_Given text_
══════════

Viridis can exercise the second option and acquire an additional 15% (66% in total) interest in the project by incurring an additional $2,000,000 (Australian dollars) on the project by December 31, 2027. Viridis can exercise the third option and acquire an additional 24% interest in the project by completing a preliminary feasibility study on the project by December 31, 2037.
Viridis has also been granted the option to purchase the remaining 10% interest in the project retained by Silver Range. This buy-out option may be exercised by Viridis at any time after acquiring an aggregate 90% interest in the project. The purchase price of the remaining 10% interest shall be determined by independent qualified valuator in accordance with the Canadian Institute of Mining, Metallurgy and Petroleum CIMVAL Code for the Valuation of Mineral Properties, as adopted on November 29, 2019 and as amended from time to time.
If Viridis does not acquire a 100% interest in the project, the parties shall form a joint venture in accordance with their respective interests in the project at the time the joint venture is formed.

══════════

_Information shown_

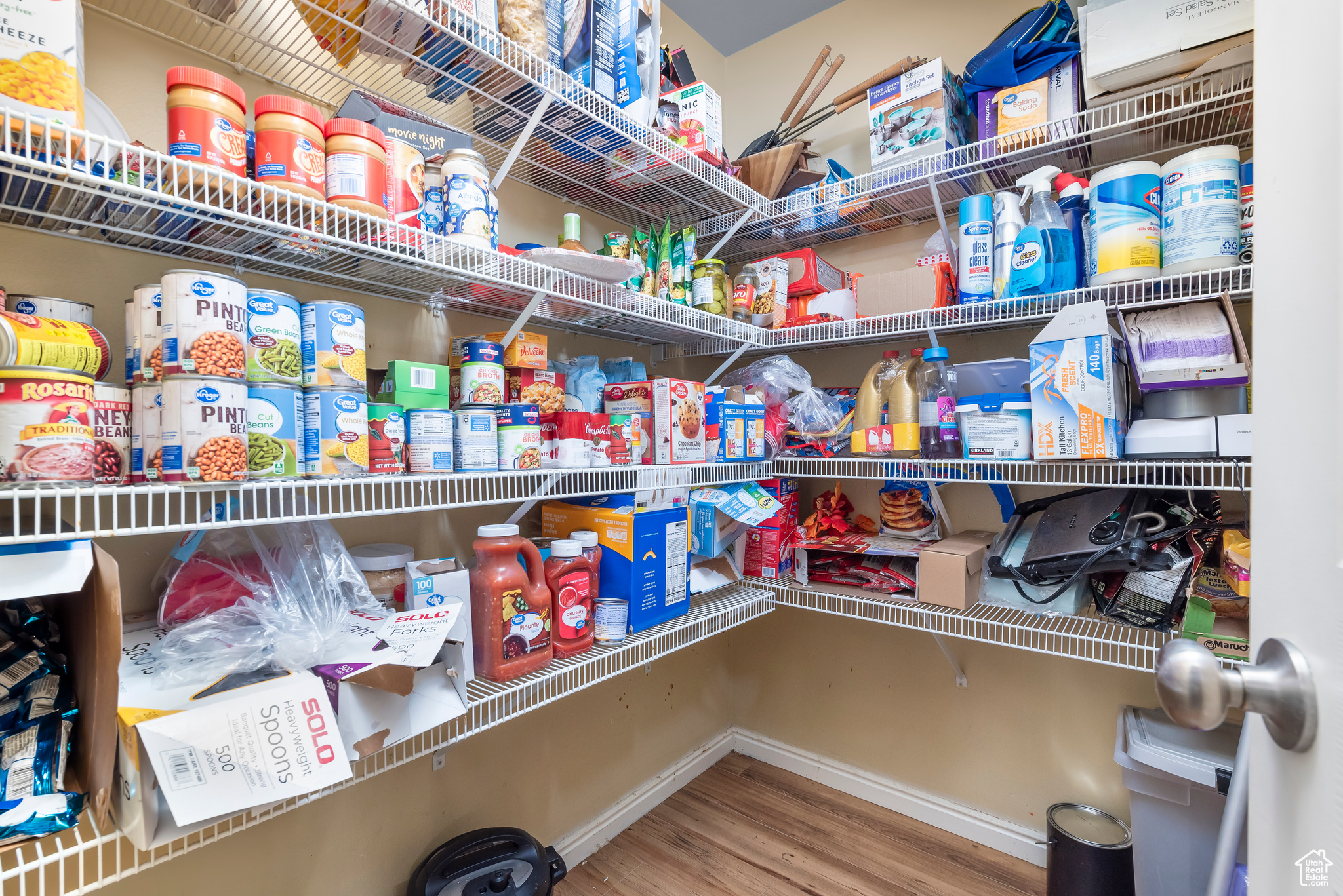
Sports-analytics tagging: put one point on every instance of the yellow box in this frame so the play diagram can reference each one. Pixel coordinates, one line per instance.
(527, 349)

══════════

_Goal_
Reproduce the stretch of the Viridis option agreement text from "Viridis has also" through "time to time." word for word. The material bears no relation to the text on the Viridis option agreement.

_Response below_
Viridis has also been granted the option to purchase the remaining 10% interest in the project retained by Silver Range. This buy-out option may be exercised by Viridis at any time after acquiring an aggregate 90% interest in the project. The purchase price of the remaining 10% interest shall be determined by independent qualified valuator in accordance with the Canadian Institute of Mining, Metallurgy and Petroleum CIMVAL Code for the Valuation of Mineral Properties, as adopted on November 29, 2019 and as amended from time to time.